Written problem A: In the rows, from the line containing "of the green" through the end of the rows, swap "green lawn" for "grassy lawn" and reproduce those lines with nothing else altered.

Excerpt:
····················

You can be part of changing the nation through your workplace. One of the most powerful ways you and your colleagues can make a difference is by increasing your awareness and understanding. Even little steps taken in the workplace can lead to a big change in our nation.

Before you do anything watch this…

Here are five things you can do in your workplace to make a difference

  • 1. Learn about our history and Indigenous cultures today

    Everyone in Australia can benefit from learning more about Australia’s shared history, Indigenous cultures, and the land that they’re on. You can do this with your colleagues by choosing learning that’s relevant to your industry or workplace. Here are some ideas to get you started:

    > Explore resources and stories created by First Nations people. For example, you could host a lunchtime viewing of an Indigenous film or documentary, or you could share a short video or poem at a staff meeting. The resources and stories on our website are a great place to start.

    > Learn about Indigenous perspectives related to your industry. There may be relevant conferences, workshops or training sessions that you can attend.

    > Incorporate discussion or reflection around Indigenous topics or news items into your staff meetings. When looking for content to share or discuss include things that are written or produced by Aboriginal and Torres Strait Islander people.

    > Consider the inclusion of cultural learning in any professional development program your workplace schedules.

  • 2. Share what you’ve learnt

    Sharing what you’ve learnt can inspire others to learn more too. You could share what you’ve learnt internally with staff, externally through your corporate communications channels, or even with family and friends.

    We’ve created an Identity and Culture activity to help you explore your own culture and share it with your colleagues. Doing this activity as a group gives you the chance to learn about the cultures of others in your workplace. You can access the worksheet here.

  • 3. Engage with the Indigenous community in your area

    There are many reasons to engage with the Indigenous community in your area. For example, you may want to learn more about local Indigenous sites, organise cultural learning for you and your colleagues or have a Traditional Custodian do a Welcome to Country at an event you’re holding.

    To get in touch with the Indigenous community in your area, find out who the Traditional Custodians are and what First Nations organisations are active locally. Have a look for an Indigenous land council, community centre or cultural hub.

    Listening to, learning from and developing relationships with the local community are important.

    Here are some things you might do to engage:

    > Attend an existing Indigenous-led event.

····················

Information shown:
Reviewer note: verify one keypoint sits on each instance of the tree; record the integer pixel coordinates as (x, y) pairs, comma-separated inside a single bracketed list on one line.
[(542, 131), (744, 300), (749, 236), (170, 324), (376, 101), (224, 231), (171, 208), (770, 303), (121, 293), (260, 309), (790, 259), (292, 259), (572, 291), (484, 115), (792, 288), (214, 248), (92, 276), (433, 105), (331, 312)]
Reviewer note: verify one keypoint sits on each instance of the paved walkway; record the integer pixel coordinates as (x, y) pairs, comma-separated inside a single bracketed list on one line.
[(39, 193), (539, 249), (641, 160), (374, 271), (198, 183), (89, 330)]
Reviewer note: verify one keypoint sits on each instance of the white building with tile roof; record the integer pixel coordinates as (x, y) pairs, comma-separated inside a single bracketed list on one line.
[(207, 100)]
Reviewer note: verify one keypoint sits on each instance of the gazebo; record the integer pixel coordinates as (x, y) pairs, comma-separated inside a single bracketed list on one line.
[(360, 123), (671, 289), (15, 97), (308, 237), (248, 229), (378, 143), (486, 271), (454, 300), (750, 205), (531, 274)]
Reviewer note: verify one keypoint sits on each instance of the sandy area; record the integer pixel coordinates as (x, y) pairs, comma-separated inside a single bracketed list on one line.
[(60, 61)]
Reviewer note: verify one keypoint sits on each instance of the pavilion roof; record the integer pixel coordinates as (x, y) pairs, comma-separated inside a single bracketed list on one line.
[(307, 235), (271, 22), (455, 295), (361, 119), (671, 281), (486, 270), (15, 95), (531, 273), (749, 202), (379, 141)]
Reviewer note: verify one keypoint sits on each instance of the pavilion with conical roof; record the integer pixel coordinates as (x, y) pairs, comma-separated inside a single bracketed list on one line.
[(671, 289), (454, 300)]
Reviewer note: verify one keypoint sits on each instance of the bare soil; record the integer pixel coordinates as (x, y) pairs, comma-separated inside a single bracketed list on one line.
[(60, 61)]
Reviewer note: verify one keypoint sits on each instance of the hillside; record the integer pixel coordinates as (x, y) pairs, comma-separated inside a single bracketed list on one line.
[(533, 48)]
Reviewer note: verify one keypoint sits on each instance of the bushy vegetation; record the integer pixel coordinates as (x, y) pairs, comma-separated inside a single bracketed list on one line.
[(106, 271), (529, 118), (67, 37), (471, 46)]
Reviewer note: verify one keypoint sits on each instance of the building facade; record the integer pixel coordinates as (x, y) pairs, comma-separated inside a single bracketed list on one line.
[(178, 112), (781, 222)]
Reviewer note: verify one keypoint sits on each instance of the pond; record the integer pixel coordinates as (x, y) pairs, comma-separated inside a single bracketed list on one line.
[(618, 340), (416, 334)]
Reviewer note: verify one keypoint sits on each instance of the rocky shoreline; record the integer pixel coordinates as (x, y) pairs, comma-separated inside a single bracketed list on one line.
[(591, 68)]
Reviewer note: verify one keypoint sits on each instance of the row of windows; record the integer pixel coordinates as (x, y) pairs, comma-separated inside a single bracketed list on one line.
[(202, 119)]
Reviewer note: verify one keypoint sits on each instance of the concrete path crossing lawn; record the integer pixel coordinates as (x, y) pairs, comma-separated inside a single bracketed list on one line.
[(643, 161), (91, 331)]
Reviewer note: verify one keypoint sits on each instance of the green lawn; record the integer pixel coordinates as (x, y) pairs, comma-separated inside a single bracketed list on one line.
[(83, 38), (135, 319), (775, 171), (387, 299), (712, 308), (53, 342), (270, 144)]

····················

Written problem B: List every numbered workplace suggestion that appears as a heading in the excerpt on changing the nation through your workplace.

Full answer A:
Reviewer note: verify one keypoint sits on each instance of the grassy lawn; record the integer pixel coordinates as (x, y) pairs, comma-separated inside a single bracketed list on one line.
[(83, 38), (135, 319), (775, 171), (387, 299), (712, 308), (53, 342), (270, 144)]

Full answer B:
1. Learn about our history and Indigenous cultures today
2. Share what you've learnt
3. Engage with the Indigenous community in your area